Prompt —
Rewrite the entries from the line that contains "For each instance of the turquoise" down to the line that contains "For each instance of the deep", changing "fattest part" to "widest part" and leaving everything else untouched.

Extracted records —
»»

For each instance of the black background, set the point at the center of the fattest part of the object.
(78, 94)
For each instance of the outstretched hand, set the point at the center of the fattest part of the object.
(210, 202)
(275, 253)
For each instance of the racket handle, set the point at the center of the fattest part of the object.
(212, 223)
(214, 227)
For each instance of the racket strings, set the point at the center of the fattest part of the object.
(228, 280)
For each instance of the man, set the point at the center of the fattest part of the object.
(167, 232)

««
»»

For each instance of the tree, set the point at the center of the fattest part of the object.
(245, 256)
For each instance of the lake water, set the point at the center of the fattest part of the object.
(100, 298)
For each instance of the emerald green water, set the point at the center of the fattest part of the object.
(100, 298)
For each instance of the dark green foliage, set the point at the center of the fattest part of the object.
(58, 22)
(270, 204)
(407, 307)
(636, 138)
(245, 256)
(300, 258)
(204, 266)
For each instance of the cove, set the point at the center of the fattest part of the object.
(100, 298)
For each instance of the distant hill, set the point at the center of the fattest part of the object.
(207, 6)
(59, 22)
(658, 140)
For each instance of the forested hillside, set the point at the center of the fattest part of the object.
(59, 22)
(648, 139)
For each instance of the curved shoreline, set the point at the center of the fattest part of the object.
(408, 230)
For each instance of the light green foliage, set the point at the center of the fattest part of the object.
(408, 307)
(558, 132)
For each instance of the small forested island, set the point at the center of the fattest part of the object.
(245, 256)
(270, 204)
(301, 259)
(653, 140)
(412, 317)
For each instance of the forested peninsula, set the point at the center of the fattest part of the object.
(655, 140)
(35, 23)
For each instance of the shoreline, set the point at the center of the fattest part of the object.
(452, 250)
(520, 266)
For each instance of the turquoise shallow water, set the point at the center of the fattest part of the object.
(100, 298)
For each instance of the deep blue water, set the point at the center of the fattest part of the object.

««
»»

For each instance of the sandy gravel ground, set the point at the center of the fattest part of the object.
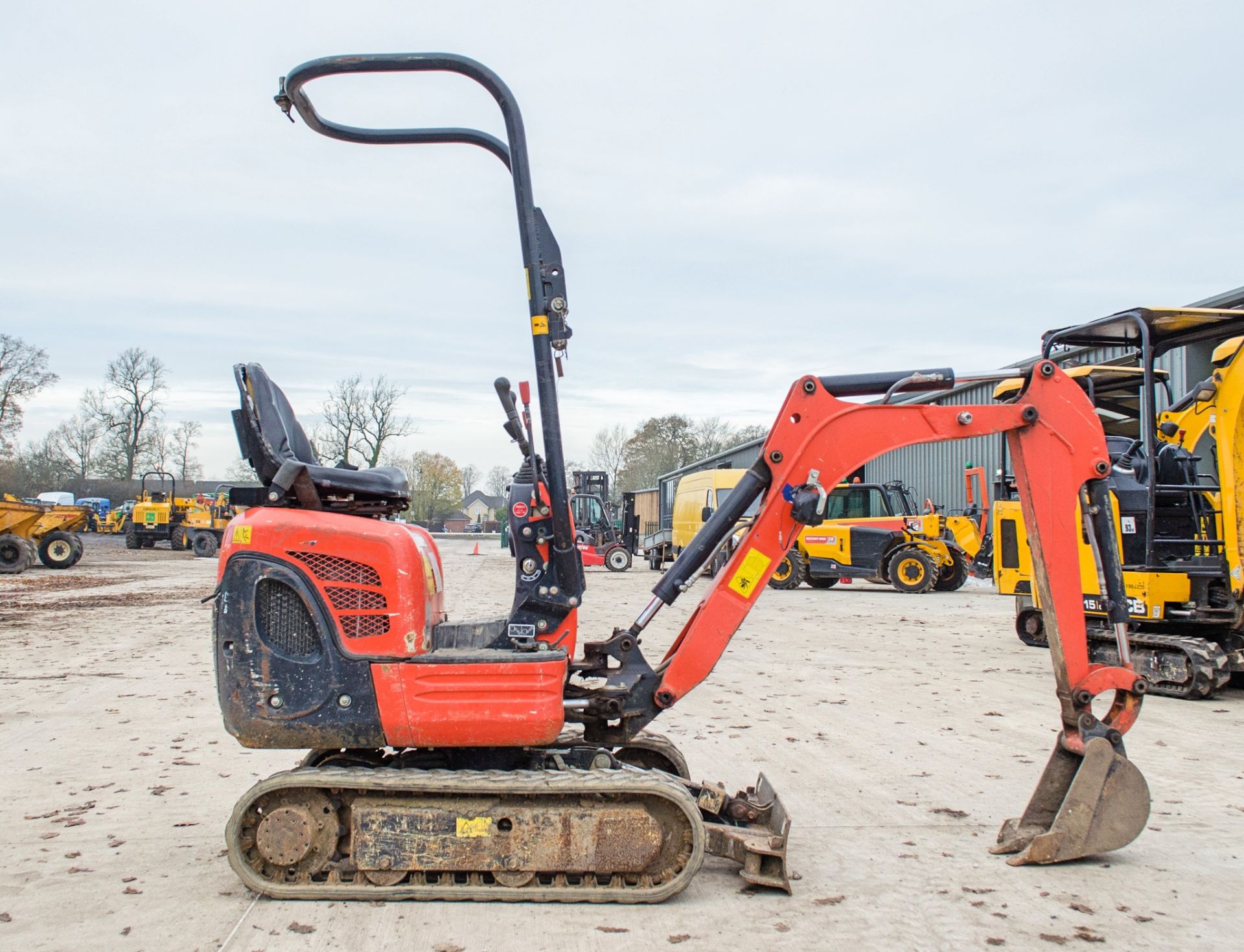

««

Output below —
For each instance of the turquoise shallow water, set the point at the center of the widest part of the object.
(100, 298)
For each instance of the deep blue water, set the point at the center of the widest part of the object.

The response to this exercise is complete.